--- TASK TO COMPLETE ---
Scan the following data for lines with "cloud" and state how many there are, as a number only.

--- Referring expression data ---

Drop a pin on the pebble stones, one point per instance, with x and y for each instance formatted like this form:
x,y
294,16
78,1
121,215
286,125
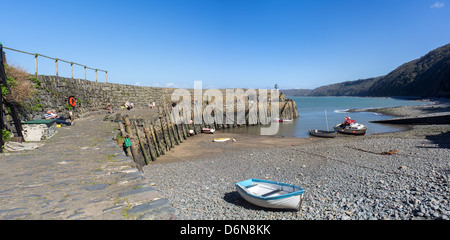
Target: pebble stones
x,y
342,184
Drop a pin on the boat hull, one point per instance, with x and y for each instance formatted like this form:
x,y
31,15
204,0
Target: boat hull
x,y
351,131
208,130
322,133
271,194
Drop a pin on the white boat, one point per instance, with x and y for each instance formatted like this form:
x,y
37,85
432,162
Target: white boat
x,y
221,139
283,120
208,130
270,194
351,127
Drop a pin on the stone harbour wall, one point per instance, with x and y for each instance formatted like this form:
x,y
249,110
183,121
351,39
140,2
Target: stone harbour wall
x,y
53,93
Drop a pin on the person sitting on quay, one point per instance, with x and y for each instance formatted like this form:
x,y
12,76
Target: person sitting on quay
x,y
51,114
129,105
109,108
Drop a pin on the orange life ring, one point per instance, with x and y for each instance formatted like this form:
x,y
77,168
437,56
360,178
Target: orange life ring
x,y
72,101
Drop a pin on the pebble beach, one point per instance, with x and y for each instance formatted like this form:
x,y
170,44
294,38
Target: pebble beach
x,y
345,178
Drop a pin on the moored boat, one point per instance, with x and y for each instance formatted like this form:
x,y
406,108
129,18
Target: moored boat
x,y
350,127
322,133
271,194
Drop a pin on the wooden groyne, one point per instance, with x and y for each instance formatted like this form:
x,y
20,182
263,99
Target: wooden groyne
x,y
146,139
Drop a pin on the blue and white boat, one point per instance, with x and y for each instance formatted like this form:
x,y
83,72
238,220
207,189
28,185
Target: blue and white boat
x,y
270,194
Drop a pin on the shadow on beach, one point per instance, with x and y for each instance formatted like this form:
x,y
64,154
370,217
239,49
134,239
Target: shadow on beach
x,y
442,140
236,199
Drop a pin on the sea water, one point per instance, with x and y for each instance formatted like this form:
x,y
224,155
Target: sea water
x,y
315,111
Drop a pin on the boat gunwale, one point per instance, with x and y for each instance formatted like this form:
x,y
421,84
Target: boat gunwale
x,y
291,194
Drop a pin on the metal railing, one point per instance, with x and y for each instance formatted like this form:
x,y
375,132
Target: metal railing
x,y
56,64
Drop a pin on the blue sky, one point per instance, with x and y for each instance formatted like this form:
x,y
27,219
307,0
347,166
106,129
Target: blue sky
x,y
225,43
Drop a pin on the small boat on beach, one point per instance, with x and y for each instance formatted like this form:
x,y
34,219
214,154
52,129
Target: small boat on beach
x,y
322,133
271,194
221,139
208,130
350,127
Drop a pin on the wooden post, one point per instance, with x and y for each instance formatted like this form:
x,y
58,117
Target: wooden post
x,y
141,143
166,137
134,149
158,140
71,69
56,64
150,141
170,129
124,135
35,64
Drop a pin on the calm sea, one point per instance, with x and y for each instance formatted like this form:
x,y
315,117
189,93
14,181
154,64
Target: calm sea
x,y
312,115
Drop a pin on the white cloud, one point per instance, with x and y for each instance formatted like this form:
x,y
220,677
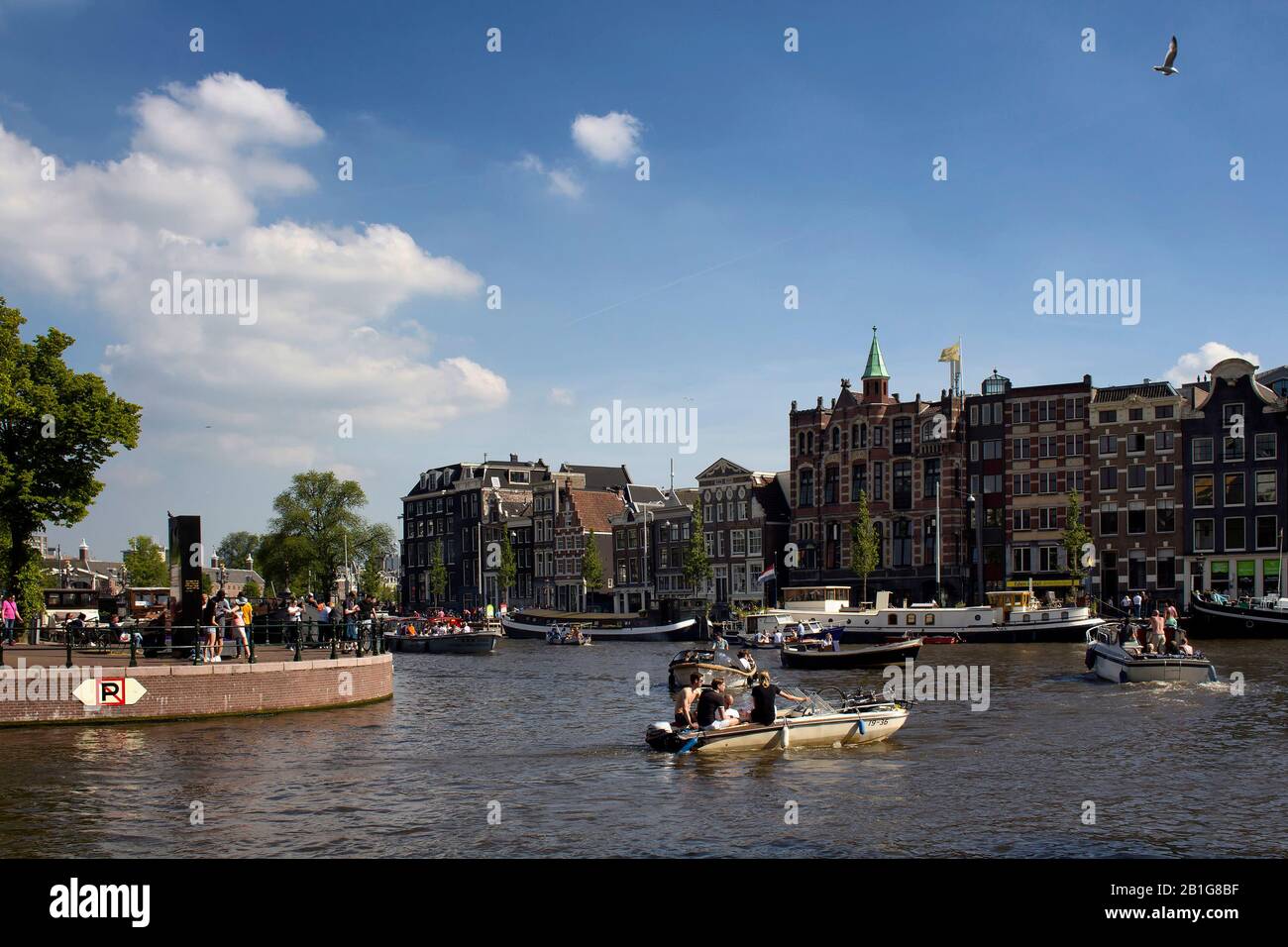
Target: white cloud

--- RESULT ---
2